6.5 NUMA Programming

For NUMA programming everything said so far about cache optimizations applies as well. The differences only start below that level. NUMA introduces different costs when accessing different parts of the address space. With uniform memory access we can optimize to minimize page faults (see Section 7.5) but that is about it. All pages are created equal.

NUMA changes this. Access costs can depend on the page which is accessed. Differing access costs also increase the importance of optimizing for memory page locality. NUMA is inevitable for most SMP machines since both Intel with CSI (for x86,x86-64, and IA-64) and AMD (for Opteron) use it. With an increasing number of cores per processor we are likely to see a sharp reduction of SMP systems being used (at least outside data centers and offices of people with terribly high CPU usage requirements). Most home machines will be fine with just one processor and hence no NUMA issues. But this a) does not mean programmers can ignore NUMA and b) it does not mean there are not related issues.

If one thinks about generalizations to NUMA one quickly realizes the concept extends to processor caches as well. Two threads on cores using the same cache will collaborate faster than threads on cores not sharing a cache. This is not a fabricated case:

  • early dual-core processors had no L2 sharing.

  • Intel's Core 2 QX 6700 and QX 6800 quad core chips, for instance, have two separate L2 caches.

  • as speculated early, with more cores on a chip and the desire to unify caches, we will have more levels of caches.

Caches form their own hierarchy, and placement of threads on cores becomes important for sharing (or not) of caches. This is not very different from the problems NUMA is facing and, therefore, the two concepts can be unified. Even people only interested in non-SMP machines should therefore read this section.

In Section 5.3 we have seen that the Linux kernel provides a lot of information which is useful—and needed—in NUMA programming. Collecting this information is not that easy, though. The currently available NUMA library on Linux is wholly inadequate for this purpose. A much more suitable version is currently under construction by the author.

The existing NUMA library, libnuma, part of the numactl package, provides no access to system architecture information. It is only a wrapper around the available system calls together with some convenience interfaces for commonly used operations. The system calls available on Linux today are:

mbind
Select binding for specified memory pages to nodes.

set_mempolicy
Set the default memory binding policy.

get_mempolicy
Get the default memory binding policy.

migrate_pages
Migrate all pages of a process on a given set of nodes to a different set of nodes.

move_pages
Move selected pages to given node or request node information about pages.

These interfaces are declared in <numaif.h> which comes along with the libnuma library. Before we go into more details we have to understand the concept of memory policies.

6.5.1 Memory Policy

The idea behind defining a memory policy is to allow existing code to work reasonably well in a NUMA environment without major modifications. The policy is inherited by child processes, which makes it possible to use the numactl tool. This tool can be used to, among other things, start a program with a given policy.
____________________
### SHORT TASK 1
Gather every line of the records that contains the string "table", treating uppercase and lowercase as different.
____________________
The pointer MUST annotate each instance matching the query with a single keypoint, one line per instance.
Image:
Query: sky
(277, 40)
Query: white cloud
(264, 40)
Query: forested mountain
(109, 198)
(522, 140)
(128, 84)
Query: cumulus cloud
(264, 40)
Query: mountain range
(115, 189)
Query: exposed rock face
____________________
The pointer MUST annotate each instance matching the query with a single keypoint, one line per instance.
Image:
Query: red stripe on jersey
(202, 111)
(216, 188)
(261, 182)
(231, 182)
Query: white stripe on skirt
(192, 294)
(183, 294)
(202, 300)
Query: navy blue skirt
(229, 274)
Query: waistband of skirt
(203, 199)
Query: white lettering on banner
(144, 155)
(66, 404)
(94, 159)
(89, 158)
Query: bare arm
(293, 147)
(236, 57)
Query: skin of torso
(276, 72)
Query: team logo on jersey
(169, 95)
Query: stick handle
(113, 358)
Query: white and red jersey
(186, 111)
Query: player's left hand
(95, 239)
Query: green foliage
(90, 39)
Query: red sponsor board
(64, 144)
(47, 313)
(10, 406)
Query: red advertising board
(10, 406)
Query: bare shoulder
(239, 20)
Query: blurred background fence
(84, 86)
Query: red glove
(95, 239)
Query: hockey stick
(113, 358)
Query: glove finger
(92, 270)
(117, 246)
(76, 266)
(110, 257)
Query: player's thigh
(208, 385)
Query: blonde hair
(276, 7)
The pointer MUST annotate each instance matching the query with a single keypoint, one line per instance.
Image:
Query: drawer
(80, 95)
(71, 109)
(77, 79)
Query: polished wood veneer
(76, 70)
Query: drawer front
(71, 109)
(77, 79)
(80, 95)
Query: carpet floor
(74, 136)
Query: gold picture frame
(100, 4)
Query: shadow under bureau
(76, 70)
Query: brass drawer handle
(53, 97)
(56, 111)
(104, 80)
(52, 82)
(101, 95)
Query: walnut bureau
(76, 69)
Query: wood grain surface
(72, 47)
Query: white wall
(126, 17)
____________________
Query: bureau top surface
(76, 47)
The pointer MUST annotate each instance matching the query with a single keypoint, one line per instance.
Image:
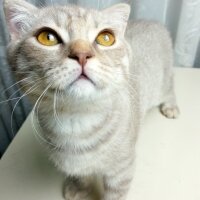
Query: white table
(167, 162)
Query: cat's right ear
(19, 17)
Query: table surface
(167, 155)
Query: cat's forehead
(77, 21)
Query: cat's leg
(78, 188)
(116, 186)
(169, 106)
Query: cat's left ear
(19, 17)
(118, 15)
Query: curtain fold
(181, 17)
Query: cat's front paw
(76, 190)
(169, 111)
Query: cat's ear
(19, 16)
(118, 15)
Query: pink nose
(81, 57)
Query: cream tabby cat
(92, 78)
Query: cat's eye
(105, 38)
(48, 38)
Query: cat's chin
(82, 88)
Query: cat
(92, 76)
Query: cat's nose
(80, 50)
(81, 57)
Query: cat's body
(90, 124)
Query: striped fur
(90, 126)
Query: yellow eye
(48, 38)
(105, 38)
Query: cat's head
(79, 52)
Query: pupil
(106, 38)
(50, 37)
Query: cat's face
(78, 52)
____________________
### SHORT TASK 2
Carry on the NUMA programming excerpt from the point where it stops.

### TASK ANSWER 1
Query: white table
Query: table surface

### TASK ANSWER 2
The Linux kernel supports the following policies:

MPOL_BIND
Memory is allocated only from the given set of nodes. If this is not possible allocation fails.

MPOL_PREFERRED
Memory is preferably allocated from the given set of nodes. If this fails memory from other nodes is considered.

MPOL_INTERLEAVE
Memory is allocated equally from the specified nodes. The node is selected either by the offset in the virtual memory region for VMA-based policies, or through a free-running counter for task-based policies.

MPOL_DEFAULT
Choose the allocation based on the default for the region.

This list seems to recursively define policies. This is half true. In fact, memory policies form a hierarchy (see Figure 6.15).

Figure 6.15: Memory Policy Hierarchy

If an address is covered by a VMA policy then this policy is used. A special kind of policy is used for shared memory segments. If no policy for the specific address is present, the task's policy is used. If this is also not present the system's default policy is used.

The system default is to allocate memory local to the thread requesting the memory. No task and VMA policies are provided by default. For a process with multiple threads the local node is the “home” node, the one which first ran the process. The system calls mentioned above can be used to select different policies.

6.5.2 Specifying Policies

The set_mempolicy call can be used to set the task policy for the current thread (task in kernel-speak). Only the current thread is affected, not the entire process.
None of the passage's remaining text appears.